▶ _WORK ITEM_: All of the data below is to be repeated exactly, except for the pictures.
(RECORDS PROVIDED begins)
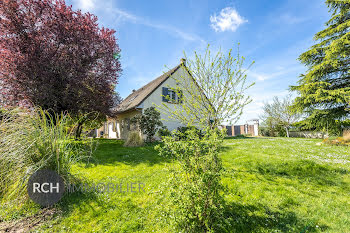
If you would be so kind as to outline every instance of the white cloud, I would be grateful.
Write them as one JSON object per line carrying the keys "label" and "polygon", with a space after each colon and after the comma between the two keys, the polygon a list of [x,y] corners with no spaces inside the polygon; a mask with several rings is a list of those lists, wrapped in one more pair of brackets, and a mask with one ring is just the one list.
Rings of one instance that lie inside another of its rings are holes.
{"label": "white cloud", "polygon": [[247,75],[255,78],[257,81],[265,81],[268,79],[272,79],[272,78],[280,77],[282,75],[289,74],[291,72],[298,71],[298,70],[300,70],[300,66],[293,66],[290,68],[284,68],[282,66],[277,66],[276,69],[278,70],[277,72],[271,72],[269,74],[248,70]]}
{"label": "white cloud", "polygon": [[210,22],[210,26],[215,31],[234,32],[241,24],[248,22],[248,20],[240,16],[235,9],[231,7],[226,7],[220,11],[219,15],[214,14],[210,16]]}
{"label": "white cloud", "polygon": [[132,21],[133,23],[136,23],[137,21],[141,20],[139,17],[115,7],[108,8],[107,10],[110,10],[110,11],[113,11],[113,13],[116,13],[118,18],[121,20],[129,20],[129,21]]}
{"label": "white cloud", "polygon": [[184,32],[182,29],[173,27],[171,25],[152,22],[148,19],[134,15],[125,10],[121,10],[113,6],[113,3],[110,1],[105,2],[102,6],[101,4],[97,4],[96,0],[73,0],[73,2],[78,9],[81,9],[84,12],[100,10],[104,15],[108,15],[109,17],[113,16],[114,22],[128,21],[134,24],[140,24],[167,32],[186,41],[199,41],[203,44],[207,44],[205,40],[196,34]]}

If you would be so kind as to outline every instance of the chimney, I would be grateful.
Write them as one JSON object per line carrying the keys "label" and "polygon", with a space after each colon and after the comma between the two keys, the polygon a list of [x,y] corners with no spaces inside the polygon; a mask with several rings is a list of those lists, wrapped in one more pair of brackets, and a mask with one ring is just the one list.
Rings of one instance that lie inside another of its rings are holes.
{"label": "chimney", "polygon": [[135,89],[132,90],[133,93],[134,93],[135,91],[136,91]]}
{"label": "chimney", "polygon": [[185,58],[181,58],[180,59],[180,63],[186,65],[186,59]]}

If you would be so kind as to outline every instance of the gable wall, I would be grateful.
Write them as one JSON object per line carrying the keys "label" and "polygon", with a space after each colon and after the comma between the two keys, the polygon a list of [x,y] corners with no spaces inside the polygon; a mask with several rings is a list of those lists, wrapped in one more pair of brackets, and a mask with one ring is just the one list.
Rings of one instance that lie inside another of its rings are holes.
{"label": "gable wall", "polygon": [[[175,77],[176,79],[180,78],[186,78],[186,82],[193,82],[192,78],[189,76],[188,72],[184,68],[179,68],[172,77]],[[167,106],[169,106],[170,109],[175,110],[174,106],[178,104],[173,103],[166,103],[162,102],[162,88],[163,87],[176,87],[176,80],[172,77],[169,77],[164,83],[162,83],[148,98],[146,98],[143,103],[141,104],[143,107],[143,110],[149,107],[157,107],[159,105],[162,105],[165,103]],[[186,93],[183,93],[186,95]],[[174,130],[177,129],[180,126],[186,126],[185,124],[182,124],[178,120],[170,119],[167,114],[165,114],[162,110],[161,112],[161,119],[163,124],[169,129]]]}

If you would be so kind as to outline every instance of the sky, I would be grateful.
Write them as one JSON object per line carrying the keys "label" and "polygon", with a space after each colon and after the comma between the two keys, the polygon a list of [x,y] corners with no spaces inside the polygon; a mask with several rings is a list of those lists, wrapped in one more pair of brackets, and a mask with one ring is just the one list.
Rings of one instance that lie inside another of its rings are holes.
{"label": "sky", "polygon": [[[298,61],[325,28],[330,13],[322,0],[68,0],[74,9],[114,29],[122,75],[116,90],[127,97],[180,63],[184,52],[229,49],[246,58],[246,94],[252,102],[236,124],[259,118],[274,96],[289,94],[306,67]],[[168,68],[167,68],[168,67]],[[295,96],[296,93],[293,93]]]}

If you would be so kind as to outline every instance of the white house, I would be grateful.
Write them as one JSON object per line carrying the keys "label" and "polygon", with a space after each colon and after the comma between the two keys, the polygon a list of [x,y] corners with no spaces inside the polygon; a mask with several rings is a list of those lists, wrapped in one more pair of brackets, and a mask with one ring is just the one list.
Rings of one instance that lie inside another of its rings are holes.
(RECORDS PROVIDED ends)
▶ _ANSWER FOR THIS EXERCISE_:
If you would be so kind as to outline every instance of the white cloud, I would be grateful.
Write them as one JSON object per line carrying the keys "label" and "polygon", with a space after each colon and after the comma between the two keys, the polygon a list of [x,y] corners with no spaces inside the polygon; a mask with several rings is a list of those lists, wrapped in one more pair of brackets, and a mask with one ring is just the one list.
Rings of one instance that lie inside another of its rings are holes.
{"label": "white cloud", "polygon": [[247,75],[255,78],[257,81],[265,81],[268,79],[272,79],[272,78],[280,77],[282,75],[289,74],[291,72],[298,71],[298,70],[300,70],[300,66],[293,66],[290,68],[284,68],[282,66],[277,66],[276,69],[278,70],[277,72],[271,72],[269,74],[248,70]]}
{"label": "white cloud", "polygon": [[210,22],[210,26],[215,31],[234,32],[241,24],[248,22],[248,20],[240,16],[235,9],[231,7],[226,7],[220,11],[219,15],[214,14],[210,16]]}
{"label": "white cloud", "polygon": [[132,21],[133,23],[136,23],[137,21],[141,20],[139,17],[115,7],[108,8],[107,10],[110,10],[110,11],[113,11],[113,13],[116,13],[118,18],[121,20],[129,20],[129,21]]}
{"label": "white cloud", "polygon": [[184,32],[182,29],[173,27],[171,25],[152,22],[148,19],[134,15],[125,10],[121,10],[113,6],[113,3],[110,1],[105,2],[102,6],[101,4],[97,4],[96,0],[73,0],[73,2],[78,9],[81,9],[84,12],[100,10],[104,15],[108,15],[109,17],[113,16],[114,22],[128,21],[134,24],[140,24],[167,32],[186,41],[199,41],[203,44],[207,44],[205,40],[196,34]]}

If you would be so kind as to outline every instance of the chimney, I would be grateful.
Write them as one JSON object per line carrying the keys "label" and "polygon", with a space after each colon and after the comma between the two keys, the polygon a list of [x,y] corners with no spaces inside the polygon; a mask with several rings is a list of those lists, wrapped in one more pair of brackets, and a mask with one ring is just the one list.
Rings of one instance that lie inside another of its rings are holes.
{"label": "chimney", "polygon": [[135,89],[132,90],[133,93],[134,93],[135,91],[136,91]]}
{"label": "chimney", "polygon": [[185,58],[181,58],[180,59],[180,63],[186,65],[186,59]]}

If you would be so kind as to outline every instance of the gable wall, I would be grateful.
Write them as one JSON object per line carrying the keys "label" and "polygon", with a space after each colon and after the comma between the two keys, the polygon a list of [x,y] corners with no spaces inside the polygon; a mask with several rings is a list of those lists, wrapped in one more pair of brackets, and a mask with one ring is just the one list.
Rings of one instance that lie inside another of its rings are holes.
{"label": "gable wall", "polygon": [[[175,77],[176,79],[180,78],[186,78],[186,82],[193,82],[192,78],[189,76],[188,72],[184,68],[179,68],[172,77]],[[167,106],[169,106],[170,109],[175,110],[174,106],[178,104],[173,103],[166,103],[162,102],[162,88],[163,87],[176,87],[176,80],[172,77],[169,77],[164,83],[162,83],[148,98],[146,98],[143,103],[141,104],[143,107],[143,110],[149,107],[157,107],[159,105],[162,105],[165,103]],[[186,93],[183,93],[186,95]],[[174,130],[177,129],[180,126],[186,126],[185,124],[182,124],[178,120],[170,119],[167,114],[165,114],[162,110],[161,112],[161,119],[163,124],[169,129]]]}

If you would be so kind as to outline every instance of the sky, I would be grateful.
Write them as one JSON object per line carrying the keys "label" and "polygon", with a space after each colon and after the comma between the two keys, the polygon a list of [x,y] corners with no spaces inside the polygon; a mask with several rings is a list of those lists, wrapped in one more pair of brackets, and a mask with one ring is just the one list.
Rings of one instance that lie inside another of its rings are holes.
{"label": "sky", "polygon": [[[298,61],[325,28],[330,13],[322,0],[68,0],[74,9],[114,29],[122,75],[116,90],[127,97],[180,63],[184,52],[229,49],[246,58],[246,94],[252,102],[236,124],[259,118],[274,96],[289,94],[306,67]],[[168,68],[167,68],[168,67]],[[295,96],[296,93],[293,93]]]}

If you would be so kind as to outline every instance of the white house, I would be grateful.
Write them as one JSON object per line carrying the keys "label" and "polygon", with a space after each colon and after the comma between the two keys, the polygon a list of [x,y] corners with no spaces inside the polygon; a mask with several rings is a list of those lists, wrapped in one more pair of brackets, and a mask with one ring is just the one list.
Rings of one instance that lie inside another of its rings are holes.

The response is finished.